* Short exercise 1 *
Extract the passage of the bug report between "Describe the bug" and "the same hash.", inclusive.

* Provided text *
* Begin *
NodeId class - hash collisions with integer (UInteger) node identifiers #1461

peterfranciscook · 2025-05-15T19:23:20Z

peterfranciscook
May 15, 2025

Describe the bug
I noticed some unpredictable behavior in my app while using NodeId as Map keys. I'm not sure if this is actually supported/encouraged, but didn't see anything in the docs to indicate otherwise. At a glance, many of Milo's internals (e.g. DataTypeTree) seem to use NodeId as a hashtable key. I tracked it down to the hashCode method of the NodeId class - the hashCode computation yields a very high likelihood of hash collisions for a server with several active namespaces & number of nodes. For my particular project, there were 38 hash collisions out of 1433 monitored/relevant nodes across 3 namespaces (2.6% collision rate).

Expected behavior
I expect NodeId to be reliably hashable, perhaps not completely uniquely, but at least "unique-enough" across the range of namespaces and nodes for my server, so that 2 NodeIds don't resolve to the same hash.

Logs and Packet Captures
I wrote this small test to see hash collisions for what I figured to be a feasible range of namespaces (8) and node identifiers (32767) and compared it to a couple alternatives to Java's .hashCode()
* End *
* Short exercise 2 *
Pull out every line of the listing below that contains the string "vent".

* Task data *
* Begin *
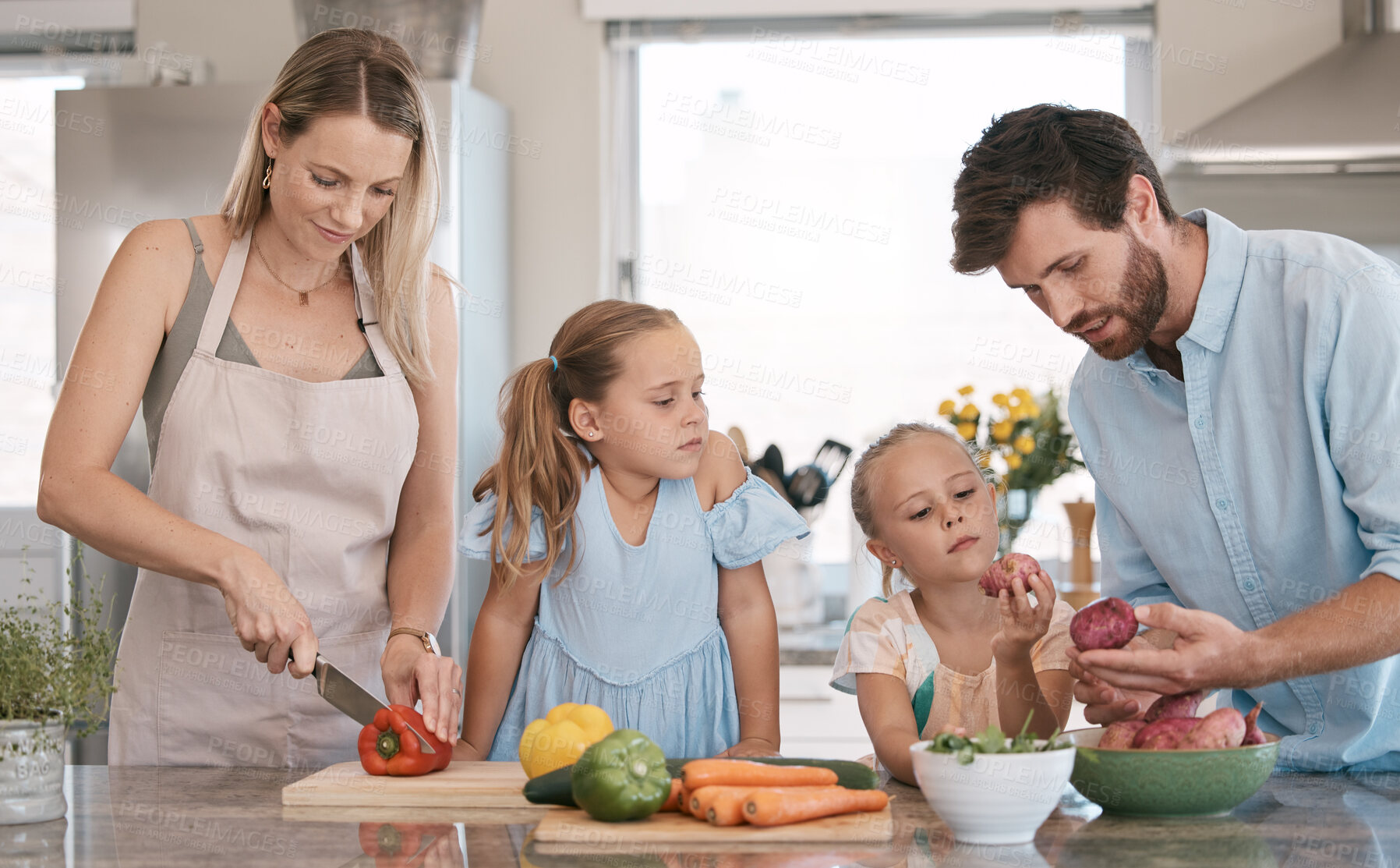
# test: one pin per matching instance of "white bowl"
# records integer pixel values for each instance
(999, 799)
* End *
* Begin *
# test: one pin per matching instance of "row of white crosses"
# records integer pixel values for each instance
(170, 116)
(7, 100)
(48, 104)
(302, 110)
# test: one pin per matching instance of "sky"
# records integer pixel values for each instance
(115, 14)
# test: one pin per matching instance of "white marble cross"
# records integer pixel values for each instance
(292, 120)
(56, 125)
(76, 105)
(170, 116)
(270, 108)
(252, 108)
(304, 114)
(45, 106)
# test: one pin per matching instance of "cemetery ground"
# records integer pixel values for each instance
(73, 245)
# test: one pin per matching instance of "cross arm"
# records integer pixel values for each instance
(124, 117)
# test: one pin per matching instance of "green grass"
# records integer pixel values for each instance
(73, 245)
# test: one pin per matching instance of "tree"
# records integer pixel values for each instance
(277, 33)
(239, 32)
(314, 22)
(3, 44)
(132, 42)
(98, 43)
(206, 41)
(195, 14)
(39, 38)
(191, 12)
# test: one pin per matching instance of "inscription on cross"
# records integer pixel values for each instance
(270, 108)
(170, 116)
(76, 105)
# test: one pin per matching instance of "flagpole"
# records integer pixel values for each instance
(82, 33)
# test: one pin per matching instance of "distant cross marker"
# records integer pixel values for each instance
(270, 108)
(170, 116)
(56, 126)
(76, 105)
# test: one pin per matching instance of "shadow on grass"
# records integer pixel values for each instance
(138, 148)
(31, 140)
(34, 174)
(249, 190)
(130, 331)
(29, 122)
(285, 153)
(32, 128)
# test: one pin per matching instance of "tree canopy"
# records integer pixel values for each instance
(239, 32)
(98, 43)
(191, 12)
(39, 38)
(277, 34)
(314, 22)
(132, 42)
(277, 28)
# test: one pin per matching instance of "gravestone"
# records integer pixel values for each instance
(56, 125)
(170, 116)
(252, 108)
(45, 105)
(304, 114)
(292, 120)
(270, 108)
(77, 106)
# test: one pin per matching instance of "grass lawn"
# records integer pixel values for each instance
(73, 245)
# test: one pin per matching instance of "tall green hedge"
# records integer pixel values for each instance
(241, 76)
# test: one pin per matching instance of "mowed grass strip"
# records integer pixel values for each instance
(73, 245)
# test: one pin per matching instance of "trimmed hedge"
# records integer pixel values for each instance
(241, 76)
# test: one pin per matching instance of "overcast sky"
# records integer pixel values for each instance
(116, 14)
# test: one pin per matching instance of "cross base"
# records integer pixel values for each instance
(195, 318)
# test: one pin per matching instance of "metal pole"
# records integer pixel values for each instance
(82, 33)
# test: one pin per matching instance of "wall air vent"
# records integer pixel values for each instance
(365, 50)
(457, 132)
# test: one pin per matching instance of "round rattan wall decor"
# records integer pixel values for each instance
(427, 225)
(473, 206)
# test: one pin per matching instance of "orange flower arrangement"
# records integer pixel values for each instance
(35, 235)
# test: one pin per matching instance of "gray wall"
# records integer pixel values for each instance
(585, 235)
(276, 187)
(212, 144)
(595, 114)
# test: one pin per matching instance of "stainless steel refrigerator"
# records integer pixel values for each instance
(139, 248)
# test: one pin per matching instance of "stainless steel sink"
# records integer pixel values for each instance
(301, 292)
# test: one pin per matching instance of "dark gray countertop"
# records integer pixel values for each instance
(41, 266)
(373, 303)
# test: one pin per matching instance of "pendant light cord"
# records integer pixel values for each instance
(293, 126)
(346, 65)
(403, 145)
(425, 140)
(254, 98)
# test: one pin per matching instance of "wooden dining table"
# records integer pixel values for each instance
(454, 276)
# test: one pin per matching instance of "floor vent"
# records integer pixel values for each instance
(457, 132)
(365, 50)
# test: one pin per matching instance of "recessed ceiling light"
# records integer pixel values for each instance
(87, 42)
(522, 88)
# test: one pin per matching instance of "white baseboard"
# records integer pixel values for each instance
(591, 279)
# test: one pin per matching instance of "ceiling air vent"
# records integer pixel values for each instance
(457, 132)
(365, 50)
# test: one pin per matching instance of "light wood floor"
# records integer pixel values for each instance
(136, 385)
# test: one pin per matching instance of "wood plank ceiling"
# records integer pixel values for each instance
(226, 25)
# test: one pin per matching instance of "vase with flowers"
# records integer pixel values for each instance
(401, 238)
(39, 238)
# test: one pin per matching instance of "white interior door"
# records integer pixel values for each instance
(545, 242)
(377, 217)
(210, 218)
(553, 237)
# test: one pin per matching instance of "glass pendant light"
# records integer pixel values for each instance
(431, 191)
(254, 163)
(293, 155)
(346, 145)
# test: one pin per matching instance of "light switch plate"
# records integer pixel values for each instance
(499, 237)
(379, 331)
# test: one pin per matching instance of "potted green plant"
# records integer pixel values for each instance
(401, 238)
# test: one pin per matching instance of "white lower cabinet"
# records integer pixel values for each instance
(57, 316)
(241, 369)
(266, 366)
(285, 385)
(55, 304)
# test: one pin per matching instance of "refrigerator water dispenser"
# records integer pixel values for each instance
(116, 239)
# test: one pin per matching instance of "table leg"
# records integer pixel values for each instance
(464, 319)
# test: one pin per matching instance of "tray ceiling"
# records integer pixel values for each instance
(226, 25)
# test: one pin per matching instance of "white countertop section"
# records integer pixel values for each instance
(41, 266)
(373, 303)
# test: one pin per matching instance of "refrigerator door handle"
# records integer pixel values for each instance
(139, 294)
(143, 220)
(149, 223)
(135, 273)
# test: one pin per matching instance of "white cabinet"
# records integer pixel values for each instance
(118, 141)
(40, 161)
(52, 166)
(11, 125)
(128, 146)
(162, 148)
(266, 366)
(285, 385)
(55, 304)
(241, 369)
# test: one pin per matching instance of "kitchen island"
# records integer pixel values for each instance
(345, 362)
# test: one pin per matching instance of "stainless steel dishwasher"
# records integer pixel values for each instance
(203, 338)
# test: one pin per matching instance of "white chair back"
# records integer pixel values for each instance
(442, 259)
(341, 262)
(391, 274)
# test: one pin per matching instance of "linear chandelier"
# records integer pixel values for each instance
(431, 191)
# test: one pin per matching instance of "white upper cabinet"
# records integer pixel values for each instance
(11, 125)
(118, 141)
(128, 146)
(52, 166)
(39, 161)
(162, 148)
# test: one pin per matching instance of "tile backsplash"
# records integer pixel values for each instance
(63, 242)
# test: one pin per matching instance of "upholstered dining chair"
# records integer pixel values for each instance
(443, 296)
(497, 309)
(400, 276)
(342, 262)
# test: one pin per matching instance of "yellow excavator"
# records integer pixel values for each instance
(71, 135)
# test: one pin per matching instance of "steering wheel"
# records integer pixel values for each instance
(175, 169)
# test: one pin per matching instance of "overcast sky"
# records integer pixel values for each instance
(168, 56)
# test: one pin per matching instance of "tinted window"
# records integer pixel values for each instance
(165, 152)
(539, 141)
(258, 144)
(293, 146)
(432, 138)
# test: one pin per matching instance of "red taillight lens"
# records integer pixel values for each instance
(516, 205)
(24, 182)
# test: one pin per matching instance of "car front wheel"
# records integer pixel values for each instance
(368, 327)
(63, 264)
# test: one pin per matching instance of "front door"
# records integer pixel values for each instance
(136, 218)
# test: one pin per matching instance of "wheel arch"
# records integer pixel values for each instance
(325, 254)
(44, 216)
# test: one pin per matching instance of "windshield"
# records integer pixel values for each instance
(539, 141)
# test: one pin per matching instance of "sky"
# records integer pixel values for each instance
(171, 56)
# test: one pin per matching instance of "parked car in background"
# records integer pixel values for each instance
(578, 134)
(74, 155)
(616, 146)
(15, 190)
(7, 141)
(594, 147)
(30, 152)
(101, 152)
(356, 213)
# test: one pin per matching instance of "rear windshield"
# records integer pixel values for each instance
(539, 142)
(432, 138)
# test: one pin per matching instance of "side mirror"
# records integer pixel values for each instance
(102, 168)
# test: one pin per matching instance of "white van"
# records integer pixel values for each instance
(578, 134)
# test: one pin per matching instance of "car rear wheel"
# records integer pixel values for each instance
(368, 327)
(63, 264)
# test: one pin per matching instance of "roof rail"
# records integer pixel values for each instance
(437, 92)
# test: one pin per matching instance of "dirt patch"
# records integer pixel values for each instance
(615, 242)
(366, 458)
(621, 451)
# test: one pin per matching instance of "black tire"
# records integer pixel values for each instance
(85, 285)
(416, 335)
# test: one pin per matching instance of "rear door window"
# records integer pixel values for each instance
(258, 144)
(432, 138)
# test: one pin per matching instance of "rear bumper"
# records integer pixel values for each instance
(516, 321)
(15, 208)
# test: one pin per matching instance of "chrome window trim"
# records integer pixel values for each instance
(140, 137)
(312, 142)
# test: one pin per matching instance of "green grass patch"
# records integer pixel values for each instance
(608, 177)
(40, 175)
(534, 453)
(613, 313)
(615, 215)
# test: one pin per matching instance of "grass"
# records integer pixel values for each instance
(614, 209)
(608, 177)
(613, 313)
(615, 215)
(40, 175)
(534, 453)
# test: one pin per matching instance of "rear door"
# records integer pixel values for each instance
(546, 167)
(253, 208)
* End *
* Full solution 1 *
Describe the bug
I noticed some unpredictable behavior in my app while using NodeId as Map keys. I'm not sure if this is actually supported/encouraged, but didn't see anything in the docs to indicate otherwise. At a glance, many of Milo's internals (e.g. DataTypeTree) seem to use NodeId as a hashtable key. I tracked it down to the hashCode method of the NodeId class - the hashCode computation yields a very high likelihood of hash collisions for a server with several active namespaces & number of nodes. For my particular project, there were 38 hash collisions out of 1433 monitored/relevant nodes across 3 namespaces (2.6% collision rate).

Expected behavior
I expect NodeId to be reliably hashable, perhaps not completely uniquely, but at least "unique-enough" across the range of namespaces and nodes for my server, so that 2 NodeIds don't resolve to the same hash.

* Full solution 2 *
# test: one pin per matching instance of "wall air vent"
# test: one pin per matching instance of "floor vent"
# test: one pin per matching instance of "ceiling air vent"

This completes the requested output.